#### [EXERCISE]
Copy the stretch of the data from the line containing "Record the location of each instance of the mountain" through the end of the data, keeping every request line as it is. Scale each answer coordinate by 0.65 and round it to a whole number, with halves rounded up.
:: ENTRIES SUPPLIED
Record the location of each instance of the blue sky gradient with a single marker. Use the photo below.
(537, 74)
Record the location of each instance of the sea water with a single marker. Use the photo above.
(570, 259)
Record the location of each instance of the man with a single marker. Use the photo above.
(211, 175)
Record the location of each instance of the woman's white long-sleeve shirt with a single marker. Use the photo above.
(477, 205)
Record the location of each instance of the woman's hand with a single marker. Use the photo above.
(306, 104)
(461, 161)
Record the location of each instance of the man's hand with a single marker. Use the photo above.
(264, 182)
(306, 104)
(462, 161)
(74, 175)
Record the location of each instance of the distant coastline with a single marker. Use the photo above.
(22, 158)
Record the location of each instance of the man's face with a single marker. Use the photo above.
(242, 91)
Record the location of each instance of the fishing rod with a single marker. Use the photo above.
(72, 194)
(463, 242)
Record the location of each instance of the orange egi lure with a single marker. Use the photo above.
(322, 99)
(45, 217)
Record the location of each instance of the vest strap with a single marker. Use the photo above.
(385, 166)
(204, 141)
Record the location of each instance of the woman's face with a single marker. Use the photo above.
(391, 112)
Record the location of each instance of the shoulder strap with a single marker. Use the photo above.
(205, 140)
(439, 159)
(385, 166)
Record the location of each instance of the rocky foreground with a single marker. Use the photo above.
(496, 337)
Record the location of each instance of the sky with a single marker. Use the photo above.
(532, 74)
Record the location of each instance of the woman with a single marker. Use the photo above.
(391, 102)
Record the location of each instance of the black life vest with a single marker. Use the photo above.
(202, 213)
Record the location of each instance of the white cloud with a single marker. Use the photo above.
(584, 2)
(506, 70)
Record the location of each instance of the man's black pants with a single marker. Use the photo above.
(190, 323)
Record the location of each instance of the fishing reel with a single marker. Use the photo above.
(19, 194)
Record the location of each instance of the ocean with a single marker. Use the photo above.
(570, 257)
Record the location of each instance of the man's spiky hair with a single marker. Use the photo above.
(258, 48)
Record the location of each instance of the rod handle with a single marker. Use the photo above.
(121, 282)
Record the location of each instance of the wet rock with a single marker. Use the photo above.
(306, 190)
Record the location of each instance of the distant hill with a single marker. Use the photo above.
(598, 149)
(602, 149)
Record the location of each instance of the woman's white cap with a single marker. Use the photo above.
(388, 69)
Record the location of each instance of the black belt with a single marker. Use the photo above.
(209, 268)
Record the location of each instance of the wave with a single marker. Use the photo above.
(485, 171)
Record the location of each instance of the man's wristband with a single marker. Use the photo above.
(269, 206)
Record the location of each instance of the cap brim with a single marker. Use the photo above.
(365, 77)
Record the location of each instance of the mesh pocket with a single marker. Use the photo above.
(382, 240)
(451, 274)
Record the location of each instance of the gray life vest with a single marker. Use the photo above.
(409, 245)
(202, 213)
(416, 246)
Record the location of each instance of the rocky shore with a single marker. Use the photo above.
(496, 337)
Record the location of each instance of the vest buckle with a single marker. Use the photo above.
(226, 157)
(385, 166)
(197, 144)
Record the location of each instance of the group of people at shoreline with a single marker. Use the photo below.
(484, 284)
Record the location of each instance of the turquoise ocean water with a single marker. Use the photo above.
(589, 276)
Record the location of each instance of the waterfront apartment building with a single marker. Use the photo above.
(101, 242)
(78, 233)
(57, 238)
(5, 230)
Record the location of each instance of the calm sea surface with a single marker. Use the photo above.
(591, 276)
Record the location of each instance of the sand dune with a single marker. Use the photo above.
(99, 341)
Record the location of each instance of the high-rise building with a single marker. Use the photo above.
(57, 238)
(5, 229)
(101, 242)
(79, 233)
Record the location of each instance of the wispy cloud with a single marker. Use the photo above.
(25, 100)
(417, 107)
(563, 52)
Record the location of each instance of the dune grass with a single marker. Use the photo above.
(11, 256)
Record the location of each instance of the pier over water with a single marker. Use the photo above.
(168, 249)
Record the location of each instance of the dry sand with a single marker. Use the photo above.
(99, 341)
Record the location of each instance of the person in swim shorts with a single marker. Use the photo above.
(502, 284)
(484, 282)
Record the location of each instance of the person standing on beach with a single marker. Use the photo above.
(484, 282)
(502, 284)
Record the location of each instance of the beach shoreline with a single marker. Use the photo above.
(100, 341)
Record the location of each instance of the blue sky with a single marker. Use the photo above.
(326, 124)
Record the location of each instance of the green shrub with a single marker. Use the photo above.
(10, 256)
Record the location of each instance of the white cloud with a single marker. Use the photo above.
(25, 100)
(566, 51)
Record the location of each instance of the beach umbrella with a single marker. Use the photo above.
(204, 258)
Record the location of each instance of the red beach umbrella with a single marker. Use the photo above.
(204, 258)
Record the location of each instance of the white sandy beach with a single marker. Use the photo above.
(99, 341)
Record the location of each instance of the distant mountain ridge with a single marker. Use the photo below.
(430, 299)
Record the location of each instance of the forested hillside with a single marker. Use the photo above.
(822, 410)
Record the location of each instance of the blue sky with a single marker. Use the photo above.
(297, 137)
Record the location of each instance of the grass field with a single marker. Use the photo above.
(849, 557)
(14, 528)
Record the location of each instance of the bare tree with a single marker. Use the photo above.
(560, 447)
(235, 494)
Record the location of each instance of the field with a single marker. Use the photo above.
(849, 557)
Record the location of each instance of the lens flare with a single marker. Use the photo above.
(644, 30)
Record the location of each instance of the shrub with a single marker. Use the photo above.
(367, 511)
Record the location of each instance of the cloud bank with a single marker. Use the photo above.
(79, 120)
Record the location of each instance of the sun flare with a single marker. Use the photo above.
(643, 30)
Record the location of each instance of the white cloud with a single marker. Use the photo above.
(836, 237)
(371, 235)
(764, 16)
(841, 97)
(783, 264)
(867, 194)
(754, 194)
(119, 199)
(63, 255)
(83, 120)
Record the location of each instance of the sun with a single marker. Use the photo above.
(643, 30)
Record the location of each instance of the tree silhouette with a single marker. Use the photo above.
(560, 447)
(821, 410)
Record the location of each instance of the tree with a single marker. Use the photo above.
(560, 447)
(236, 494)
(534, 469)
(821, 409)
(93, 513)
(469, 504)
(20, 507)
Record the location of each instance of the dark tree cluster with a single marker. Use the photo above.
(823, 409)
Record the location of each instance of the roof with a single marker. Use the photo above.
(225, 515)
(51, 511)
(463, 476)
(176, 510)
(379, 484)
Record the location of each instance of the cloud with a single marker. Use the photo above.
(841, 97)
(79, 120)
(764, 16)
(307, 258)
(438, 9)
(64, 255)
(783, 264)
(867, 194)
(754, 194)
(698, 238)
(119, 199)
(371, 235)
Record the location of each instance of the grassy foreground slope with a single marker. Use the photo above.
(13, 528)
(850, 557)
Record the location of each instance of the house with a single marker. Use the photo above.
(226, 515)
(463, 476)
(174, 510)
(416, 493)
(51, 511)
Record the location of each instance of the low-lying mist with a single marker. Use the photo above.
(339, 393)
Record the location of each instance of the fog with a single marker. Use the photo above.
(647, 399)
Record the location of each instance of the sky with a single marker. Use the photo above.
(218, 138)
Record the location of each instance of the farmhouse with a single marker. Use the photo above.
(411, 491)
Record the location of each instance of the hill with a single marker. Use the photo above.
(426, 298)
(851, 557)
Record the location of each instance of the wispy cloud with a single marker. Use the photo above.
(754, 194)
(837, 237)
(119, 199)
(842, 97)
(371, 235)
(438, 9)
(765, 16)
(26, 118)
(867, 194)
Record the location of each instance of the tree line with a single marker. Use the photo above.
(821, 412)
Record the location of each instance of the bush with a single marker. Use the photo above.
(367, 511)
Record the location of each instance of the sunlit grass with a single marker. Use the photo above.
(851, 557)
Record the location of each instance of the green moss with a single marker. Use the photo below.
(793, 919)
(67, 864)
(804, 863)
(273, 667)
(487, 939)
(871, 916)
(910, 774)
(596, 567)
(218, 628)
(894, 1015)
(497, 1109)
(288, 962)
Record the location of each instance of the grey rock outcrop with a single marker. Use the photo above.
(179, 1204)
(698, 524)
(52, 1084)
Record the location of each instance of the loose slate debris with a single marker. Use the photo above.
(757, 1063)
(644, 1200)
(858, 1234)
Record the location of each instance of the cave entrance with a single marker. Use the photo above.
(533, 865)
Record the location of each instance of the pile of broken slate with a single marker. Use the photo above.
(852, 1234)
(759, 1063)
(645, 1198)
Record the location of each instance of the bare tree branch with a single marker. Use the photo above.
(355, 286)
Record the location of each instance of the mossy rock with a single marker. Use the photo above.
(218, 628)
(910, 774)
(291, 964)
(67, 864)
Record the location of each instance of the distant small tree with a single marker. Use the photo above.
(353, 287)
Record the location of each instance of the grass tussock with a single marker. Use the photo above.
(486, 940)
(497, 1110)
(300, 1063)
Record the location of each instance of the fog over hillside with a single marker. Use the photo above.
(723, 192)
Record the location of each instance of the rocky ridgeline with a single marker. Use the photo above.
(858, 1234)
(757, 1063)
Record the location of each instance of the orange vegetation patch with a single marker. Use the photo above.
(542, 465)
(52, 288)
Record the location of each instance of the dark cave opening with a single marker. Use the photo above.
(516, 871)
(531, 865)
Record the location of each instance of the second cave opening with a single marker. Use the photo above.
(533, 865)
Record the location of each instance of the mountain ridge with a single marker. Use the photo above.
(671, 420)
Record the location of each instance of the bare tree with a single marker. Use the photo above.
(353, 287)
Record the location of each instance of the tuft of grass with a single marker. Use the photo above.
::::
#### [RESPONSE TO THE TASK]
Record the location of each instance of the mountain ridge with a single marker. Use the photo above.
(436, 273)
Record the location of each instance of the bare tree with a single marker. Use the photo above.
(229, 187)
Record the location of each instance of the tuft of grass with a single marker. Use the photo above.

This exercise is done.